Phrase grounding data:
*** Block opens ***

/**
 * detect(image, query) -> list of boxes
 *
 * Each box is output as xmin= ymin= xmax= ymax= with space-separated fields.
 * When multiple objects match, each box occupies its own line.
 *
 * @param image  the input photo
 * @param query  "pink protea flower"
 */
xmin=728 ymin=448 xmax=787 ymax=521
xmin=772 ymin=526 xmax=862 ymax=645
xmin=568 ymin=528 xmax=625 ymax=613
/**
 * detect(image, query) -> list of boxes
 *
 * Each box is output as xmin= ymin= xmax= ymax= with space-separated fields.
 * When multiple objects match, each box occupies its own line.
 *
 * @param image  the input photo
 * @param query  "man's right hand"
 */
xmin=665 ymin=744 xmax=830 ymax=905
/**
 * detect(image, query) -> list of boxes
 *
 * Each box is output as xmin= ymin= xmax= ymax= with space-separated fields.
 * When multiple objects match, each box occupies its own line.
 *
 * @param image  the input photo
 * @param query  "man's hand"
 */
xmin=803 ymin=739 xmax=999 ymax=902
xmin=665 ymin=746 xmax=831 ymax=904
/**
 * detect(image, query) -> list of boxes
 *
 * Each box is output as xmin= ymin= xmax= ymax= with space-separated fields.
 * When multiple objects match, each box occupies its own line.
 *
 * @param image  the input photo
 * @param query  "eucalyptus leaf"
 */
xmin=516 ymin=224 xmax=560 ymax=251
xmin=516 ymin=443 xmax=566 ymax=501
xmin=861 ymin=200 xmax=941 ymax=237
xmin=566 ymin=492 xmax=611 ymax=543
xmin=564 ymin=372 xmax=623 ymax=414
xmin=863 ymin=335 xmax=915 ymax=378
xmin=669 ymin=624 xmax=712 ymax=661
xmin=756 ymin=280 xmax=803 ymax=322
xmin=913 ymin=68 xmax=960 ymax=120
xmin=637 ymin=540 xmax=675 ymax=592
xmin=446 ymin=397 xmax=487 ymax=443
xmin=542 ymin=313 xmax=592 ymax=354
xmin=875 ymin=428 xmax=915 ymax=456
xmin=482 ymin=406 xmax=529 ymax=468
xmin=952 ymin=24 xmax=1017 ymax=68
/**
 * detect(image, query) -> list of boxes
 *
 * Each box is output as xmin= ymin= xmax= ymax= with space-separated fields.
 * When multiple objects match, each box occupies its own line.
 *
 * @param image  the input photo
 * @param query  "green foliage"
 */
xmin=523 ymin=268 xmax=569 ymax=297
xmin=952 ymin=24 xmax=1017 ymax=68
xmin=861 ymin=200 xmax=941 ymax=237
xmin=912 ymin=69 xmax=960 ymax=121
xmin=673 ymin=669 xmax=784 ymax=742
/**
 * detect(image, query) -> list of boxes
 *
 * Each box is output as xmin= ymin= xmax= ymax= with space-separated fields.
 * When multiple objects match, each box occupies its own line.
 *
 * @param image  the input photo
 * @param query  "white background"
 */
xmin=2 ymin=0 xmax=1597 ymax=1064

*** Block closes ***
*** Block opens ***

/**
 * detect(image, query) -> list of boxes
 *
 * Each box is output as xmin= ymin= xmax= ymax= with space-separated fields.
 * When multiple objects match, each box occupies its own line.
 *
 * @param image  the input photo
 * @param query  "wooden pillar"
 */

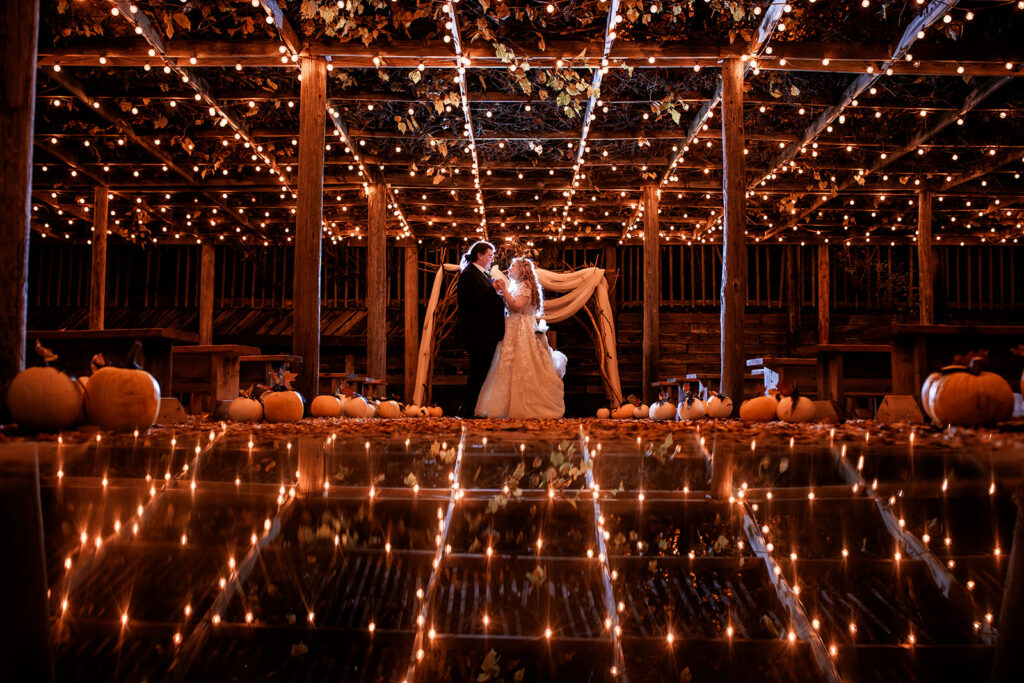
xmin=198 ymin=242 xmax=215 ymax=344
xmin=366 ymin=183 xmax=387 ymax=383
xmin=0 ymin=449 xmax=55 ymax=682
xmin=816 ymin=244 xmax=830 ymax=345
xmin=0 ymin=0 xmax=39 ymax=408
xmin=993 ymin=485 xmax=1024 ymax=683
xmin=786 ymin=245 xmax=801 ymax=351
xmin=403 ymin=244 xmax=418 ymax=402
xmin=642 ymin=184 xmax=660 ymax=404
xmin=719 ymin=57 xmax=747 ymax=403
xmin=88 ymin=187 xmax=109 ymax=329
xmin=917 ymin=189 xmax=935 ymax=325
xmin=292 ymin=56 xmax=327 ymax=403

*** Block closes ***

- **ACTIVITY**: State how many lines of the records above contain the word "hand", and give only that number.

- **EXERCISE RESULT**: 2